==== Text ====
Borderlines will also run in market towns like Bromyard, at The Conquest Theatre, Ledbury, at the Market Theatre, at Presteigne Screen and throughout the Flicks in the Sticks network of village halls and community centres. Many of these smaller venues are located far from conventional cinema provision in this predominantly rural area.

At a time, when international conflicts are bitter and rife, the name Borderlines, devised back in 2003 for a film festival that straddled borders rather than creating boundaries, seems more pertinent than ever, as do the principles of diversity and inclusivity for which the festival stands.

Naomi Vera-Sanso, the Festival Director, comments “This year, we have multiple films in our programme that focus on people throughout the world who cross borders to seek refuge and a better life. Films like Io Capitano, Bye Bye Tiberias, Shayda, Norwegian Wood and the powerful, but rarely seen Syrian classic, The Dupes. We are proud to be able to show films that represent a variety of cultural experiences and are told from a different viewpoint from our own.

We would like to take the opportunity to thank everyone who plays the National Lottery. Without your support, a film festival of this scale, ambition and reach would be impossible to mount.”

Borderlines is the only film festival to be programmed by the Independent Cinema Office. As a result, the programme contains many of the major prize-winning independent films from renowned international festivals that have yet to hit British cinemas.

Award-winning films included in the festival are: the 2023 winner of the Palme d’Or, Anatomy of a Fall, Hirokazu Kore-eda’s Monster, awarded Best Screenplay, and Trần Anh Hùng given Best Director for The Taste of Things, all at Cannes Film Festival; Evil Does Not Exist, Best Film at the BFI London Film Festival 2023 as well as the Grand Jury Prize winner at Venice Film Festival; Hoard, the Sutherland Prize-winner for Best First Feature, and Bye Bye Tiberias, which won the Grierson Award at the BFI London Film Festival; Disco Boy, winner of the Silver Bear at the 2023 Berlinale, alongside the Joint Winners of the Encounters Award, Special Jury Prize, Samsara and Orlando, My Political Biography.

The Promised Land from Denmark and The Taste of Things from France, Io Capitano from Italy, Perfect Days from Japan, Tótem from Mexico and The Zone of Interest (from the UK but with German dialogue)are all shortlisted for International Feature Academy Awards.

All of Us Strangers, The Zone of Interest, Past Lives, Anatomy of a Fall, One Life, and The Great Escaper are all tipped for BAFTA success.
==== Dataset entries ====
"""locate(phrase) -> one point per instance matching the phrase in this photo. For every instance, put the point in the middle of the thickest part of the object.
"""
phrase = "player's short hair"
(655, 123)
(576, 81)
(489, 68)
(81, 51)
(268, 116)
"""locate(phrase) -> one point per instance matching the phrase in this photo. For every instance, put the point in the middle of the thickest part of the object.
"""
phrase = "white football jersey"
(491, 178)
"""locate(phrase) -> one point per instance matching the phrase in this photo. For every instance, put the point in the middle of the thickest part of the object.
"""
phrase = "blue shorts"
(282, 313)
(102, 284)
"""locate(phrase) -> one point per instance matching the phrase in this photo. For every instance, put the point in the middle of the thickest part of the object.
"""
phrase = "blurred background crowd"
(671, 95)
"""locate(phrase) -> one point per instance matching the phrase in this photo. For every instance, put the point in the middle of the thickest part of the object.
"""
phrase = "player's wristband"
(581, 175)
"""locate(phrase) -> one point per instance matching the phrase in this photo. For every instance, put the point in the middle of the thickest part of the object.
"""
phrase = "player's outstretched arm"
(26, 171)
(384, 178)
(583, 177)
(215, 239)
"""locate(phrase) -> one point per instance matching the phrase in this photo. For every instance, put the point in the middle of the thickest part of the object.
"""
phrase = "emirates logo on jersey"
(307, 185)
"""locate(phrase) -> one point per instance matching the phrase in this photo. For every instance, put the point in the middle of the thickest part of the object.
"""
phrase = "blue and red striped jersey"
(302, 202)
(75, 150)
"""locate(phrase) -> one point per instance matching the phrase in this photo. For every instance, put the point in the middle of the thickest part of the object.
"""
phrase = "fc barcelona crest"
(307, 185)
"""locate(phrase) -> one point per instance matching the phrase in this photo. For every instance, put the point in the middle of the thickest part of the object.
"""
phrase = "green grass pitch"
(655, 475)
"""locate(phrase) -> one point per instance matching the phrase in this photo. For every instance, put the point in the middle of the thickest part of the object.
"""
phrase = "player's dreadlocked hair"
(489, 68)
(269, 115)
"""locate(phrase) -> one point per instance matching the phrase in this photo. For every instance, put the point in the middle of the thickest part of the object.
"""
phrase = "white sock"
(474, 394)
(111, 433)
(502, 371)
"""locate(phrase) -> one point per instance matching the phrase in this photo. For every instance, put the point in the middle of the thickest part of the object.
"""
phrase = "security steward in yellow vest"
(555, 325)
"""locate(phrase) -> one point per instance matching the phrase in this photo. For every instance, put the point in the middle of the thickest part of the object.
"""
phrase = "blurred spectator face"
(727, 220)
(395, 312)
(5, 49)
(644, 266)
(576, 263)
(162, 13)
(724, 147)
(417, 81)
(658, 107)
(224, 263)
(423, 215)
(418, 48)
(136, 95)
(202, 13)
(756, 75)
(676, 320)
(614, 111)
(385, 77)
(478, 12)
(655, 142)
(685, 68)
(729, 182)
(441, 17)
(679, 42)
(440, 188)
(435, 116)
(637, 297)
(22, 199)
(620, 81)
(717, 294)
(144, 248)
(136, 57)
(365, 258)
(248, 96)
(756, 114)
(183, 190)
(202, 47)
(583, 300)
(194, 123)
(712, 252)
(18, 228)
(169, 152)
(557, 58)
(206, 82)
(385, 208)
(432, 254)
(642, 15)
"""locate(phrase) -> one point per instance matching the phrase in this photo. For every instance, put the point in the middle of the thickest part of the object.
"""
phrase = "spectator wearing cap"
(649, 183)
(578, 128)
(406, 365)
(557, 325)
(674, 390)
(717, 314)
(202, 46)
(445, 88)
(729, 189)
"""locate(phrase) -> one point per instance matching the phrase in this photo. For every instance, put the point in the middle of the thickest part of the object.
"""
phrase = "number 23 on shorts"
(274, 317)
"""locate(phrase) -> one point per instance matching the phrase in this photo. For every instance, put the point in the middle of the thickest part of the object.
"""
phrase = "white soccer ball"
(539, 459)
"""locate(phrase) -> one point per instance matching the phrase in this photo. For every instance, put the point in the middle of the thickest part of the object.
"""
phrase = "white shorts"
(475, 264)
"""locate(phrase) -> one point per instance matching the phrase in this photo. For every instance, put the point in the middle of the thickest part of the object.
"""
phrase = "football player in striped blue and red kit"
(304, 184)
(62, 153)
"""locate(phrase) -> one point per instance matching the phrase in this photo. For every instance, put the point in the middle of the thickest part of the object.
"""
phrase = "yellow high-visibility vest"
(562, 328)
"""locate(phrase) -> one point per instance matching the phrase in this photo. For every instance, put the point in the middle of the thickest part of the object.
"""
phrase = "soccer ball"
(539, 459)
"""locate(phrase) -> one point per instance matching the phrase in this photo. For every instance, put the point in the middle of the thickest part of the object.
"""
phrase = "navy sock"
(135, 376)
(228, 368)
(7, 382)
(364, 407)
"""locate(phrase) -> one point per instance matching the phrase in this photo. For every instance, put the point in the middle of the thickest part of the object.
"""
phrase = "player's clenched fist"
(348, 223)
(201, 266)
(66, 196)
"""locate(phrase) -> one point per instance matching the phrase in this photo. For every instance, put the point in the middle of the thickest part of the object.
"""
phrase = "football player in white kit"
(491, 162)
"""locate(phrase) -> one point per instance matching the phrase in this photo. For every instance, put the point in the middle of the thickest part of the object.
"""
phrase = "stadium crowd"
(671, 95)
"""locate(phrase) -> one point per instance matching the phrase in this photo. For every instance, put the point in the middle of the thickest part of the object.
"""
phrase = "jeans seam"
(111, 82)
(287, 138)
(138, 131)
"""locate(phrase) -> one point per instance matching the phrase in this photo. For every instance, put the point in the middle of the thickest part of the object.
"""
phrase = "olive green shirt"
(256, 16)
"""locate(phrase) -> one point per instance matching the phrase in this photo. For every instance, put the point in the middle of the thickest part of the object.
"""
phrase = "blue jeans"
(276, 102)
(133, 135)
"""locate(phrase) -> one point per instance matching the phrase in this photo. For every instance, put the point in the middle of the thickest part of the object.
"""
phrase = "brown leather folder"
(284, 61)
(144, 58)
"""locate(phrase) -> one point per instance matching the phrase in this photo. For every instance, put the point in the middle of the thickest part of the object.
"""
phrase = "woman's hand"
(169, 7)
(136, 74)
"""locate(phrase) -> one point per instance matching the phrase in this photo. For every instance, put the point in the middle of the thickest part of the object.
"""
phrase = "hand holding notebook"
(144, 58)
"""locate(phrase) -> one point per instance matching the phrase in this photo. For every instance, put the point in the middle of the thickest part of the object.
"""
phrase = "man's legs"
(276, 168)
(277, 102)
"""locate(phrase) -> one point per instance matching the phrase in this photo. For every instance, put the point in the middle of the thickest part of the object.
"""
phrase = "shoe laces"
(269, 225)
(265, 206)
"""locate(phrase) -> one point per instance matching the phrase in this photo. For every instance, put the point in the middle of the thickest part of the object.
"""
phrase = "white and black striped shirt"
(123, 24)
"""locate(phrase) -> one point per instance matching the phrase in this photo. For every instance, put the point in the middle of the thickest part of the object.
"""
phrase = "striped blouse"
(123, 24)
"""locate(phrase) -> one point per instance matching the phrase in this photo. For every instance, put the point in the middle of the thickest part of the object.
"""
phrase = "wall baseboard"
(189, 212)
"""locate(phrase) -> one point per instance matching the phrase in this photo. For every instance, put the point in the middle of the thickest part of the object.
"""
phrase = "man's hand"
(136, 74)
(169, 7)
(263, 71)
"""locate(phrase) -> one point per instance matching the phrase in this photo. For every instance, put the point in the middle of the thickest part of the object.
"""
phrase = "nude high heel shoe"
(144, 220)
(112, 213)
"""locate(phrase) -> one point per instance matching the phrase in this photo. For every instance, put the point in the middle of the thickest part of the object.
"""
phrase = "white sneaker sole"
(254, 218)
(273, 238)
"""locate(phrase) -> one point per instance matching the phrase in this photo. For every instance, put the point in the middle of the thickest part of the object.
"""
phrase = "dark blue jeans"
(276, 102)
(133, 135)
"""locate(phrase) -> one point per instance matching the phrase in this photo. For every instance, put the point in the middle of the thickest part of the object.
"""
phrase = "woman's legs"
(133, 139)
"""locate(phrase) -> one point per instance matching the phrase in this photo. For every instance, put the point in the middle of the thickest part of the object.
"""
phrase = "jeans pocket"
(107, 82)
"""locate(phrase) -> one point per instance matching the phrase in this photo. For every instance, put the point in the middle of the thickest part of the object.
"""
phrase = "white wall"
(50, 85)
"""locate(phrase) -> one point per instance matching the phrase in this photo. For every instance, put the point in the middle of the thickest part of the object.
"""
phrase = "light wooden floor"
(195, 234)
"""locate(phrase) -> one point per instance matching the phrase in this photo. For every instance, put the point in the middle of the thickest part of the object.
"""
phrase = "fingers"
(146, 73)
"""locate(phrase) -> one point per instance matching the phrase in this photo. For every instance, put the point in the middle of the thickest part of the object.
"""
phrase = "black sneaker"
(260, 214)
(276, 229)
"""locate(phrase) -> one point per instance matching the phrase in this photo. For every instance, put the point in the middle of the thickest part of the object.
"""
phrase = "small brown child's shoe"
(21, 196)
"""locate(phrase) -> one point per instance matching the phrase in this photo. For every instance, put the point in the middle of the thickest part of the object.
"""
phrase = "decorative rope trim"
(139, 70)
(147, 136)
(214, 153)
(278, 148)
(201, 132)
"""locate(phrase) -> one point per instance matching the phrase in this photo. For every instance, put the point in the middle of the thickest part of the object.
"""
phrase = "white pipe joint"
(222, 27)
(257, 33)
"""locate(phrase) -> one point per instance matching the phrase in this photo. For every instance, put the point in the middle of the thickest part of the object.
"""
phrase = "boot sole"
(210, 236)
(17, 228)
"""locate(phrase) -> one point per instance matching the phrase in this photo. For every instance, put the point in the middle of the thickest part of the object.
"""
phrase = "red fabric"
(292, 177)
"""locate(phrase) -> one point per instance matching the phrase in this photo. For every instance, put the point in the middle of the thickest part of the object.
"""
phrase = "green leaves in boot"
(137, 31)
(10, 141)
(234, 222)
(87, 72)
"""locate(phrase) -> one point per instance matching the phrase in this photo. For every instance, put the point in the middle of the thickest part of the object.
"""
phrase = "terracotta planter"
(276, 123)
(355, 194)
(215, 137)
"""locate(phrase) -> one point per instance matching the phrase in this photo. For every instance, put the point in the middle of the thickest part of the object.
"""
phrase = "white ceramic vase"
====
# Problem:
Can you reproduce the Borderlines festival text word for word from "The Promised Land" to "Feature Academy Awards."?

# Full output:
The Promised Land from Denmark and The Taste of Things from France, Io Capitano from Italy, Perfect Days from Japan, Tótem from Mexico and The Zone of Interest (from the UK but with German dialogue)are all shortlisted for International Feature Academy Awards.